You will also tell the truth about John McCain: that he tried, as a Senator, to do what it took to prevent this crisis. You will tell the truth about President Bush: that his administration tried more than once to get Congress to regulate lending in a responsible way.

This was a Congress-caused crisis, beginning during the Clinton administration, with Democrats leading the way into the crisis and blocking every effort to get out of it in a timely fashion.

If you at our local daily newspaper continue to let Americans believe --and vote as if -- President Bush and the Republicans caused the crisis, then you are joining in that lie.

If you do not tell the truth about the Democrats -- including Barack Obama -- and do so with the same energy you would use if the miscreants were Republicans -- then you are not journalists by any standard.

You're just the public relations machine of the Democratic Party, and it's time you were all fired and real journalists brought in, so that we can actually have a daily newspaper in our city.
 

paul_valaru

100% Pure Canadian Beef
Because if Orson Scott Card says it it must be true!!!!

Actually that is NOT sarcasm, I have read his books, and they are some of the most intelligent I have had the pleasure to enjoy.

I still think the democrats are the better choice (but I am Canadian).

Given task 1>
Decide whether each statement agrees with the passage on the lending crisis: (a) the crisis began during the Clinton administration; (b) President Bush's administration never tried to regulate lending; (c) the commenter identifies as Canadian. Answer each with yes or no, supported by a direct quotation from the passage.
Given task 2>
Resume the passage on the lending crisis from the point where it stops.
The listing that follows bears no relation to the passage on the lending crisis.

Raw data>
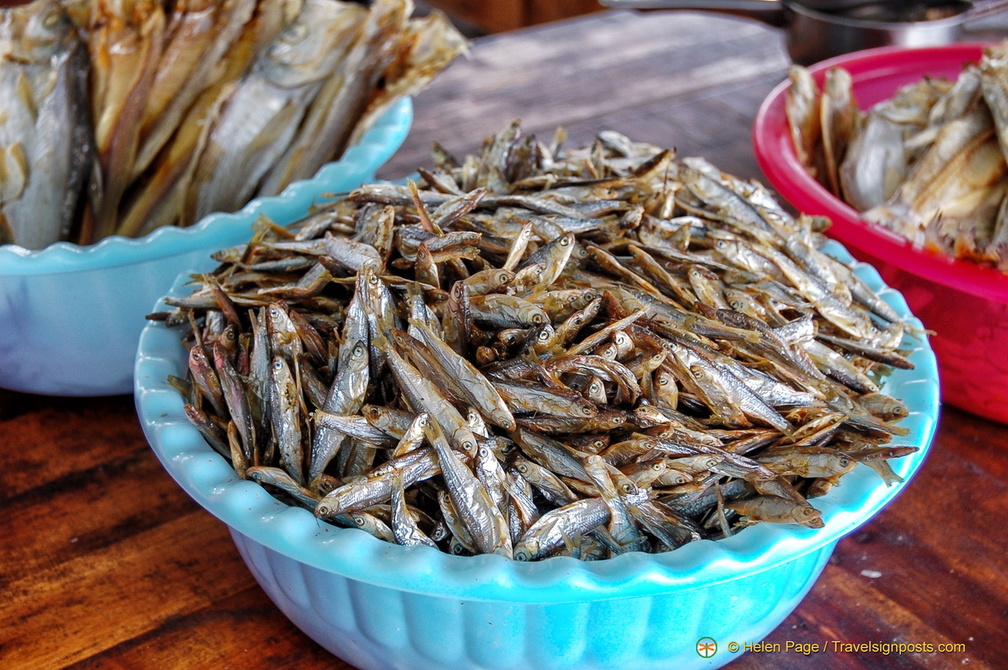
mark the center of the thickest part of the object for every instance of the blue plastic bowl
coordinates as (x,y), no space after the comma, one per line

Exercise response 1>
(a) Yes: "beginning during the Clinton administration"
(b) No: "his administration tried more than once to get Congress to regulate lending in a responsible way"
(c) Yes: "but I am Canadian"

Exercise response 2>
spike

New Member
Jimbo posted another opinion piece. Go figure. :rolleyes:

He just bitched about someone elses source like yesterday. Just uncommon levels of hypocrisy going on here.
 

paul_valaru

100% Pure Canadian Beef
Jimbo posted another opinion piece. Go figure. :rolleyes:

He just bitched about someone elses source like yesterday. Just uncommon levels of hypocrisy going on here.

Now you are bitching, when the title CLEARLY states open letter.
 

spike

New Member
Didn't Jimbo JUST bitch about the source you used for Top Ten Racist Rush quotes. Then the next day he starts a thread with an opinion piece.
 

paul_valaru

100% Pure Canadian Beef
Didn't Jimbo JUST bitch about the source you used for Top Ten Racist Rush quotes. Then the next day he starts a thread with an opinion piece.

Yes he bitches, yes you bitch.

but the title of this thread clearly says OPEN letter.

open letters being opinion peices

he posted an opinion peice as an opinion peice.
 

spike

New Member
he posted an opinion peice as an opinion peice.

I suppose that is an improvement over his usual pattern of posting opinion pieces as if they are facts. I guess we take what we can get.

Labeling it "blatantly biased crap" still doesn't change the fact that it's blatantly biased crap. Whatever, let's ignore that and address the premise of the article that journalists are giving Obama a pass on things they wold beat up a Republican for. Pretty ridiculous isn't it?

The media played up Rev Wright non-stop while Connections with Revs. Parsley and Hagee got a pass. Palin's reverend connection actually destroyed a woman's life because he thought she was a witch but somehow is not very big news.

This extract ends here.